(PASSAGE):
== Segment start ==

In my next post, I examine the third link in the PCLC Value Chain: Well-Care.

Tuesday, October 16, 2007

Patient-Centered Life-Cycle Value Chain: the Emergency Care link

In my last post, A Path to Profound Healthcare Transformation, I discussed how our low-value healthcare system is built upon our country’s pathologically mutated form of capitalism. I then described a new direction for transforming the current broken system into a high-value patient-centered system that delivers top quality care and does it efficiently and at a good price (i.e., cost-effectively) over a person’s entire lifetime.

This past week I came across two more articles that support my call for value to the patient.

The first one, Healthcare 2015: Win-win or lose-lose?, reported that:
Healthcare is in crisis…[and] will become unsustainable by 2015…

Value is in the eye of the purchaser, but today value in healthcare is difficult to see. Data regarding the healthcare price is tightly held and difficult, if not impossible, to access or comprehend; quality data is scarcer still and mostly anecdotal or incomprehensible. To complicate matters, the purchasers and benefactors of healthcare – consumers, payers, and society – all have different opinions as to what constitutes good value. Balancing and resolving these conflicting perspectives is one of the major challenges in the successful transformation of healthcare systems.

Today, consumers often have little direct responsibility for bearing the costs of healthcare and their ability to predict healthcare quality is equivalent to a roll of the dice. Payers – public or private health plans, employers, and governments – shoulder the burden of healthcare costs, but often incentivize poor quality care in pursuit of reduced episodic costs. Societies tend to pay little attention to healthcare costs or quality until service levels for healthcare or other societal ‘rights’ are threatened.

== Segment end ==

(DATA TO EXAMINE):
== Segment start ==

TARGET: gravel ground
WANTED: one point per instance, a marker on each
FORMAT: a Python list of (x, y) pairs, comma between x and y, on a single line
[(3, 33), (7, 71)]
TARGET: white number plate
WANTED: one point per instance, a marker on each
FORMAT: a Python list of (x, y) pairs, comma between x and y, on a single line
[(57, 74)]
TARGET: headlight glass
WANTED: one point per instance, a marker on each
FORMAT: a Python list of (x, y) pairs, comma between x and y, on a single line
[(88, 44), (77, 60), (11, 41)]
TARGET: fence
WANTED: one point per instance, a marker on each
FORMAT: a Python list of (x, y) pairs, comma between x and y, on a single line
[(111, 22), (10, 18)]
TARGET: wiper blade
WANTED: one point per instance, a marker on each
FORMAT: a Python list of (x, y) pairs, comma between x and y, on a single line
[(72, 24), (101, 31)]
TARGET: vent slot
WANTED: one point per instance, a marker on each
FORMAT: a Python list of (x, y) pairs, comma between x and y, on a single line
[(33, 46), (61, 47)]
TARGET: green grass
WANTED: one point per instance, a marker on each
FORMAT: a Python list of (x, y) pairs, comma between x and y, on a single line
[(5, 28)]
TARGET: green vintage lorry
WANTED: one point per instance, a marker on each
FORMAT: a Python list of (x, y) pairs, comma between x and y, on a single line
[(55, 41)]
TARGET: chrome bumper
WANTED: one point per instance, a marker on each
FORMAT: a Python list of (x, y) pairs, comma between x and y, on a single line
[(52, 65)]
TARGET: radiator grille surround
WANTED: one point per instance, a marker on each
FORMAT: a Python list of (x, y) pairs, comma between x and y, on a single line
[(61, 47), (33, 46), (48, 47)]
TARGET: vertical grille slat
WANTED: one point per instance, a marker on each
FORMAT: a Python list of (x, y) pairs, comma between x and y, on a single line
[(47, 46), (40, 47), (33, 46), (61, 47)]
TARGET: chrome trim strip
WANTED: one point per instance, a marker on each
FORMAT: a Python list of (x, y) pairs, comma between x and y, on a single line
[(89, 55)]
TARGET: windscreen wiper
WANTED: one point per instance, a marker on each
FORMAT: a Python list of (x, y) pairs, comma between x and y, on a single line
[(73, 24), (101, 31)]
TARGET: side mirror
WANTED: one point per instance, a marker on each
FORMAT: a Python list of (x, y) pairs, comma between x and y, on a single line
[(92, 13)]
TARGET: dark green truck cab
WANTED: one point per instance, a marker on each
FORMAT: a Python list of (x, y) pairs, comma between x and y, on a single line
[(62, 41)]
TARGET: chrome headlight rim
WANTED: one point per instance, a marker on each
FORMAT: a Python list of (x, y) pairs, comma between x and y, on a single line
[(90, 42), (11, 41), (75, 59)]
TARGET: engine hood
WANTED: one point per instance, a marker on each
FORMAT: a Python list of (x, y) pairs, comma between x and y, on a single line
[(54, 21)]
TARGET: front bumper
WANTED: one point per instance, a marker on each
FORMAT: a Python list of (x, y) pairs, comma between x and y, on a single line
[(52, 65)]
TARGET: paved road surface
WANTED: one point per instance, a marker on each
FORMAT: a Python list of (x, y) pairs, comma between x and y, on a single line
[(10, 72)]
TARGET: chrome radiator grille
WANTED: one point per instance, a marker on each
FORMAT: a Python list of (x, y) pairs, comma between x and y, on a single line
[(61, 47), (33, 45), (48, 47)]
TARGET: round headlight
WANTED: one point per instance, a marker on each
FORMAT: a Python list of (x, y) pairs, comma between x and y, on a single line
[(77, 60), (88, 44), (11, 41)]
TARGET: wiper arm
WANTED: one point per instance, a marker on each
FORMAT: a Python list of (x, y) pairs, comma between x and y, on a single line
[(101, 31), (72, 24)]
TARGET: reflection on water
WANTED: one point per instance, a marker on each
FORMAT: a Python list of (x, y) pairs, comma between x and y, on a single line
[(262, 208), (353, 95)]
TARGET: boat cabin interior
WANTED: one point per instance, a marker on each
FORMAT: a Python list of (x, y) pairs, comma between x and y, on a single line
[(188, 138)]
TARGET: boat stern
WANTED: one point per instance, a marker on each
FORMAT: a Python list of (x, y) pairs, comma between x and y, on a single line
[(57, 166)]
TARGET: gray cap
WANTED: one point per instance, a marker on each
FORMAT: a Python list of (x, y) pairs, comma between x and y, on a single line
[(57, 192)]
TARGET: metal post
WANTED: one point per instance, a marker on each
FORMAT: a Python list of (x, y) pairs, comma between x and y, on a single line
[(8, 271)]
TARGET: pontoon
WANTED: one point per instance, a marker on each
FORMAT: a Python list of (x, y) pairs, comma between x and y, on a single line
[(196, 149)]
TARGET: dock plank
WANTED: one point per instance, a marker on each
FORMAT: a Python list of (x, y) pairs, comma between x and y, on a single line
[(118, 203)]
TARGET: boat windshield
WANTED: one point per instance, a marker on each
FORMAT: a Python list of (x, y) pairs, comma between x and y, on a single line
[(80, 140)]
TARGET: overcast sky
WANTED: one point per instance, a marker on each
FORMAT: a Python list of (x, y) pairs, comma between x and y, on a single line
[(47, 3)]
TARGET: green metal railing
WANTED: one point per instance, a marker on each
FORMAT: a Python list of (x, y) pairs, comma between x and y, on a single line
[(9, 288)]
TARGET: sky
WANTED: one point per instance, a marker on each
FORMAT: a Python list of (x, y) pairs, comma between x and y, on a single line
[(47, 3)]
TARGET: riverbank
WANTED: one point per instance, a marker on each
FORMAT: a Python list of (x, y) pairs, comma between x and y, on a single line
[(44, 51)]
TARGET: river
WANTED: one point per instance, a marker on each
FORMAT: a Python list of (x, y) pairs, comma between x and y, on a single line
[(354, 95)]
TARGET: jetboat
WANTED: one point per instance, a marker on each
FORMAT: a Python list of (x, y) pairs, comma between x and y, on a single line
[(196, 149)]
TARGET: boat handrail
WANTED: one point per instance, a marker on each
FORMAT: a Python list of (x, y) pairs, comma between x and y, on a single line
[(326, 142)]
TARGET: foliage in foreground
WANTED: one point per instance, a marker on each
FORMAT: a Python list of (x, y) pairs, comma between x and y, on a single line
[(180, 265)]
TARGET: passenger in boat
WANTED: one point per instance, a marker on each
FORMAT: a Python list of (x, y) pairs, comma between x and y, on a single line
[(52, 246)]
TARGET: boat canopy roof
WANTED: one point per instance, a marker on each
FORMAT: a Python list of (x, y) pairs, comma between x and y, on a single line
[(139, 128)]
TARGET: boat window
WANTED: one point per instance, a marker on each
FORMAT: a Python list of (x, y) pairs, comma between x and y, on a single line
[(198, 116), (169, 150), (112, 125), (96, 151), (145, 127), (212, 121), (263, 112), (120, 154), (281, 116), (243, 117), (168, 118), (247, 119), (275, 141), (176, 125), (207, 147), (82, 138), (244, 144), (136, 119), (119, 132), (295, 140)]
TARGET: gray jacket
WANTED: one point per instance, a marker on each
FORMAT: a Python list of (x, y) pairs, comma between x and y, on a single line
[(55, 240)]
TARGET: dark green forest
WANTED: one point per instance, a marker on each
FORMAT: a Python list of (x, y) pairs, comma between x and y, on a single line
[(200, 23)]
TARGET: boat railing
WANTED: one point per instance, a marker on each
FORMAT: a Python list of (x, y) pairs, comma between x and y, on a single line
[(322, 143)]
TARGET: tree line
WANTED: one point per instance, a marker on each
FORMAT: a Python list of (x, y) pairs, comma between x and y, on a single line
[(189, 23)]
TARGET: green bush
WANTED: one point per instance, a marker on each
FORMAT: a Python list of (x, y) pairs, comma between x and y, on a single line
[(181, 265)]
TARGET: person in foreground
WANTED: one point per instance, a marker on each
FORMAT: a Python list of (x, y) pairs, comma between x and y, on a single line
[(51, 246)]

== Segment end ==

(EXERCISE TASKS):
a) Answer these from the post on healthcare value:
(i) Which link of the PCLC Value Chain does the author say the next post examines?
(ii) By what year does the first article say healthcare will become unsustainable?
(iii) Which groups does the post list as payers?
b) Render this sentence from the post on healthcare value in Spanish: "Value is in the eye of the purchaser, but today value in healthcare is difficult to see."
c) Write a continuation of the post on healthcare value, starting after its last sentence.
The entries play no part in what follows.

(ANSWERS BELOW):
a)
(i) The third link, Well-Care.
(ii) 2015.
(iii) Public or private health plans, employers, and governments.

b) El valor está en los ojos del comprador, pero hoy el valor en la atención médica es difícil de ver.

c)
I contend that the only way to deal with our healthcare crisis is by defining value from the consumer/patient point of view, as well as enabling us all to obtain cost-effective care and be rewarded for doing so. In addition, providers and insurers who deliver the greatest value to the patient/consumer should enjoy competitive advantage and reap greater profits.

The second article, titled Survival Plan--which is written by a fine author, Maggie Mahar--reports how the Medicare Payment Advisory Commission (MedPac) warned that:
…unless Congress makes some hard decisions about how to contain health-care spending, Medicare won't be able to sustain its current program -- let alone expand coverage to the entire nation…if Medicare continues spending at the current rate, it will hit a wall in twelve short years: At that point, the trust will be able to cover only 79 percent of Medicare's costs. …Billings from physicians [have been] spiraling, largely because the volume and intensity of the services they provided were rising. This was in part because …Medicare pays physicians fee-for-service. The more they do, the more they are paid. In other words, the financial incentives of the fee-for-service system reward quantity, not quality.

Many physicians argue that in recent years they have been forced to "do more" just to maintain their income stream. While the cost of real estate, supplies, and malpractice insurance climbs, their fees have not kept up. They must make up the difference, they say, "on volume." Few consciously over-treat patients, but many see more patients more often-- which means that those patients receive more tests and treatments, and Medicare receives more bills…from 2000 to 2006, Medicare spending for physicians' services rose by more than 9 percent annually.

… In some parts of the country, Medicare spends twice as much per beneficiary as in other parts… In high-spending regions, patients undergo more tests, spend more days in the hospital, and are far more likely to see ten or more specialist during the final six months of life -- for reasons that have little to do with either medical necessity or patients' druthers… And here is the shocker: Patients who receive the most aggressive care fare no better than those who receive more conservative care. In fact, often, outcomes are worse.

…[One suggested solution by MedPac to Congress was to] abandon "fee-for-service," and pay physicians for quality and efficiency. Those who achieve the best outcomes -- while using fewer resources -- would earn more. …Long-term, this could lay the foundation for high-quality, affordable care.
So, the need to bring patient-centered value to our healthcare system is critical! Our Patient-Centered Life-Cycle (PCLC) Value Chain is a sensible path for our country to follow.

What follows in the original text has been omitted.